◆ DOCUMENT SECTION ◆
──────────

Interview is slightly edited for clarity and length.

Why did you decide to create an actual magazine?

When a new company launches (unless being built from another brand or known person) their brand is typically meaningless. One of the first important things they can do is take actions that start to bring their belief system to life.  We saw a physical magazine as a great way to do this. One, it gave us a pre-established medium for deeply rich storytelling, and two, given that we are a pre-product company, its physicality could play an important role in creating something the audience could interact with.

Who will receive the magazine?

We want as many people as possible to read Pizza Futures, so we intentionally made it downloadable as well. Copies of the Pizza Futures magazine will be available in four bookshops: Dear Friends Books and Dimes Market in New York City;  Now Serving in Los Angeles; and Stolen Books in Lisbon, Portugal.  We will also be doing giveaways of the print edition via our social media during the month of August.

Who designed/physically created the effort?

──────────

◆ RECORDS SHOWN ◆
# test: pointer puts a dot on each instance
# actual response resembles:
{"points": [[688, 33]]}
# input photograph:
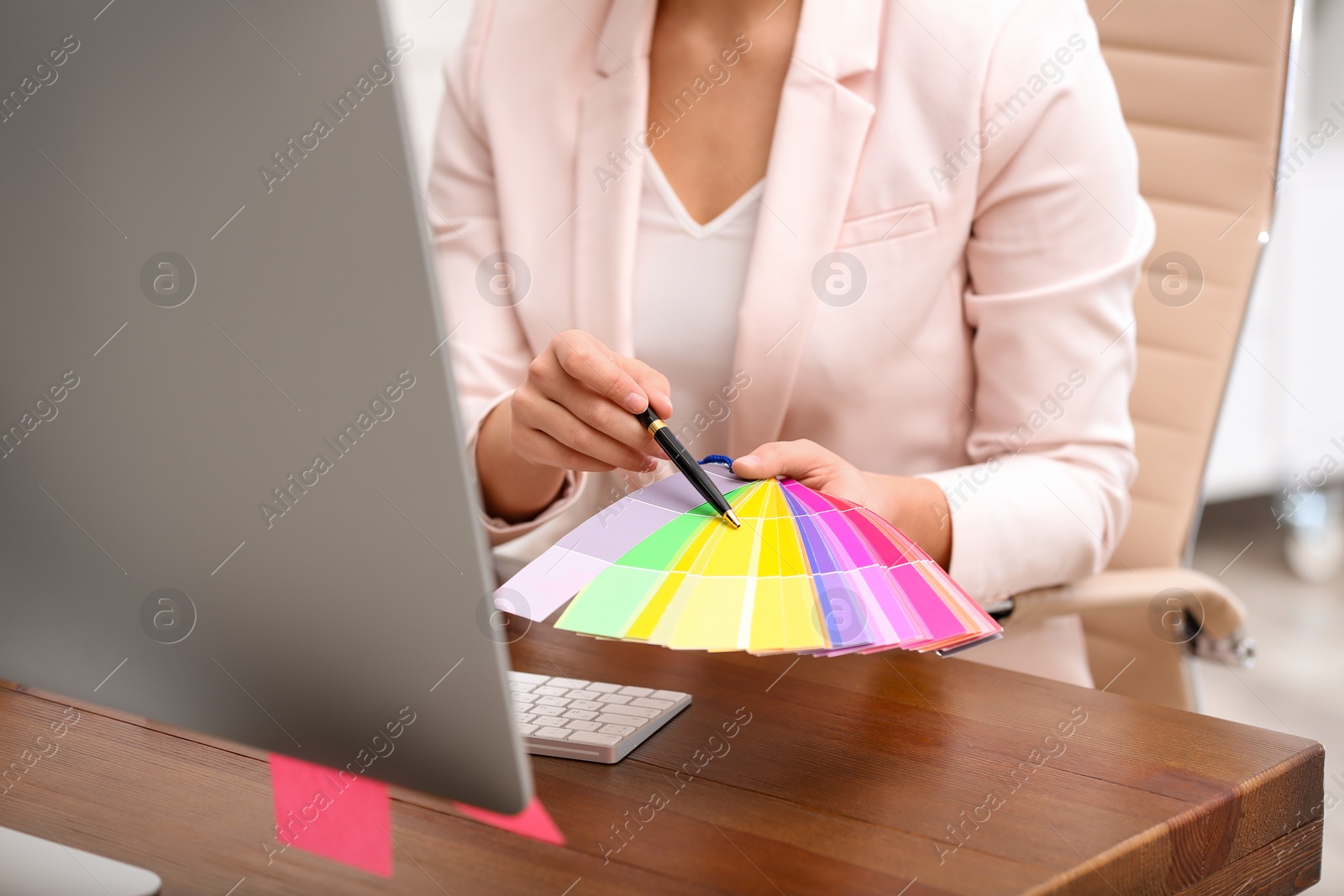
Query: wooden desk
{"points": [[843, 779]]}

──────────

◆ WRITTEN EXERCISE ◆
Carry on the Pizza Futures magazine interview from its final line. The records are irrelevant here.

◆ ANSWER BELOW ◆
We are extremely proud of the collaborative spirit behind Pizza Futures and extend our gratitude to all the brilliant minds that contributed to this project. Our own Douglas Haddow [director of content] was the creative director and editor of the magazine. Other contributors included chef and author David Zilber, graphic designer and educator Eva Gonçalves, art director/designer Fernando Pino, and Elvia Wilk (author of the novel "Oval" and book of essays "Death by Landscape"), and many more.

How does the magazine fit into your overall marketing mix?

Pizza Futures, the physical magazine and pdf, is the tip of the spear for the month. The campaign that accompanies it brings to life different scenarios from the magazine, available on the brand's site, Instagram and additional social executions. Some of these include a fake Sunken Pizzeria Scuba Tour off the coast of Nevada (which currently has no coast).  [Another execution] uses satire to poke fun at modern-day tech ads with a 4D pizza helmet that lets a future state world experience pizza virtually when all the ingredients have all gone but extinct. While most talk about how food impacts the planet, Pizza Futures and the campaign itself really explore how climate change might impact one of the dishes we love the most, pizza.